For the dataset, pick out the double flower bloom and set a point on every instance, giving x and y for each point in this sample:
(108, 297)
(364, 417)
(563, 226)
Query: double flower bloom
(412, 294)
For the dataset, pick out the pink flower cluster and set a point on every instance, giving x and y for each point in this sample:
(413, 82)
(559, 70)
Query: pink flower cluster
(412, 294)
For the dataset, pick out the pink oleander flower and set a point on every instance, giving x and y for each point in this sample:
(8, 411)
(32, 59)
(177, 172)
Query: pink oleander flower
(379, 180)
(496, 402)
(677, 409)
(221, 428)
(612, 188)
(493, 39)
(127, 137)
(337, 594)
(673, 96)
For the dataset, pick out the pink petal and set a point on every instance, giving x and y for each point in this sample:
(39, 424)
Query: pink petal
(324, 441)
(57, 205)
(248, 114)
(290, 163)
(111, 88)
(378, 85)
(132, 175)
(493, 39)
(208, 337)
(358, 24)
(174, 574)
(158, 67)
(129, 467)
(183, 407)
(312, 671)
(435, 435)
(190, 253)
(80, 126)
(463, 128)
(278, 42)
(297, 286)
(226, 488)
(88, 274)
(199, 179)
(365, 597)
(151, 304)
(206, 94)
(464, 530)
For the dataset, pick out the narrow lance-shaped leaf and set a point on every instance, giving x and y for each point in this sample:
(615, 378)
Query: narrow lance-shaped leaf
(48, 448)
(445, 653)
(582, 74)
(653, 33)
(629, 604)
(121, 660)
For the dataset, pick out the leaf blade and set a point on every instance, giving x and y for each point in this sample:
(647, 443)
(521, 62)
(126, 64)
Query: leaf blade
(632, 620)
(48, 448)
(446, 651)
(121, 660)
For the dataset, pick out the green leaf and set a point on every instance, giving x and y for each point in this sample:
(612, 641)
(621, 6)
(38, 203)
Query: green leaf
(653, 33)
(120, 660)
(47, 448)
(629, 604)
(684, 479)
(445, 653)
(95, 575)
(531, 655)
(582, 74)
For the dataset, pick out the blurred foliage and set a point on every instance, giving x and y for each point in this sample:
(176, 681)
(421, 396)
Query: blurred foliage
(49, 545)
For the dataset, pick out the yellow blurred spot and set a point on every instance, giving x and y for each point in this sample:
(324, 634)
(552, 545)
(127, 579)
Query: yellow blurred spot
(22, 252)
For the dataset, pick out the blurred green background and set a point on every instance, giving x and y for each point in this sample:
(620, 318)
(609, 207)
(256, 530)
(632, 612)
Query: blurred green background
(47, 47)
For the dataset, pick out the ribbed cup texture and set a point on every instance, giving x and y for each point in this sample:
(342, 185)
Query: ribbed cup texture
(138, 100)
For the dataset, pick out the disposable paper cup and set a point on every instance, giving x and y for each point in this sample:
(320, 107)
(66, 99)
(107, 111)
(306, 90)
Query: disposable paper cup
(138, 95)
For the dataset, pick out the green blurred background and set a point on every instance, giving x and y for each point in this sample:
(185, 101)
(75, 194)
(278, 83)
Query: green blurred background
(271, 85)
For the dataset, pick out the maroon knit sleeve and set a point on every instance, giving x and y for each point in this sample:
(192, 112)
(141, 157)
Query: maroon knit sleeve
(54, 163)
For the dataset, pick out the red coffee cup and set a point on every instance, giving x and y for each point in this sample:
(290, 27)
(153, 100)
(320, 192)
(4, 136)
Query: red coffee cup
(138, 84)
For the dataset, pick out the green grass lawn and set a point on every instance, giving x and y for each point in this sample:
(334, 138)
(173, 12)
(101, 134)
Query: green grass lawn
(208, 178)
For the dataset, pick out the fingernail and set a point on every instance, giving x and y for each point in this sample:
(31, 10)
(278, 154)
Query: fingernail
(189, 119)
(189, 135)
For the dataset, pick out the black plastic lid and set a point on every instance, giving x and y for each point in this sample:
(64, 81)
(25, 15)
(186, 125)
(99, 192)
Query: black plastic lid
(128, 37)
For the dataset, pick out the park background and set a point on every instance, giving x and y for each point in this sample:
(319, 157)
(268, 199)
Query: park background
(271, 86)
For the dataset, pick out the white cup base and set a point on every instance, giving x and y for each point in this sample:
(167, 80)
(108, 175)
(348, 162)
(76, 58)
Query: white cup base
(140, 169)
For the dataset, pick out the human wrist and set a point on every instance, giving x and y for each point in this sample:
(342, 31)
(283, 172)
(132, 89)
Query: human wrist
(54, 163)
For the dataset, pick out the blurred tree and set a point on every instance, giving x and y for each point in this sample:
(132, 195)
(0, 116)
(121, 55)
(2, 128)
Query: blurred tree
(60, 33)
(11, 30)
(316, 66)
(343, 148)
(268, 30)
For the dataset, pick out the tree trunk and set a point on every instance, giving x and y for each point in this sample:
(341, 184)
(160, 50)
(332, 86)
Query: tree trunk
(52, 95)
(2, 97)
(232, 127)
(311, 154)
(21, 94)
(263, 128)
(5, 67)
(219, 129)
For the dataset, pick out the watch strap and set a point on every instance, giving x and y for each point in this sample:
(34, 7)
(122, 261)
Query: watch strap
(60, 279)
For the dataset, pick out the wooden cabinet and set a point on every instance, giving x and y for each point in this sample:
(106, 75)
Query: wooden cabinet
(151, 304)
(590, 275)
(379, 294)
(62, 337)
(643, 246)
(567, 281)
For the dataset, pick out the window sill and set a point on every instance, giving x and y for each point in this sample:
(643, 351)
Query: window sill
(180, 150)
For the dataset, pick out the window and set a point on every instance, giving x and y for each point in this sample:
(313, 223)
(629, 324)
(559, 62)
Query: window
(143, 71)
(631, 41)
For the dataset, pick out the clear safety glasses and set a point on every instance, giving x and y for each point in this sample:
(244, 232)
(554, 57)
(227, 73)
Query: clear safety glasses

EXERCISE: Repeat only the stretch of lines that begins at the line containing "For the dataset, pick out the window sill" and ends at the last line above, both included.

ANSWER FOR THE TASK:
For the dataset, pick out the window sill and set a point on every instance, giving x and y for each point in this sample:
(643, 351)
Query: window sill
(180, 150)
For the dataset, pick out the window and set a point on every instance, giving x and y for each point in this sample:
(313, 223)
(629, 324)
(559, 62)
Query: window
(143, 71)
(631, 41)
For the dataset, pick out the clear safety glasses and set a point on every instance, giving x and y for each point in this sample:
(244, 232)
(554, 57)
(227, 73)
Query: clear safety glasses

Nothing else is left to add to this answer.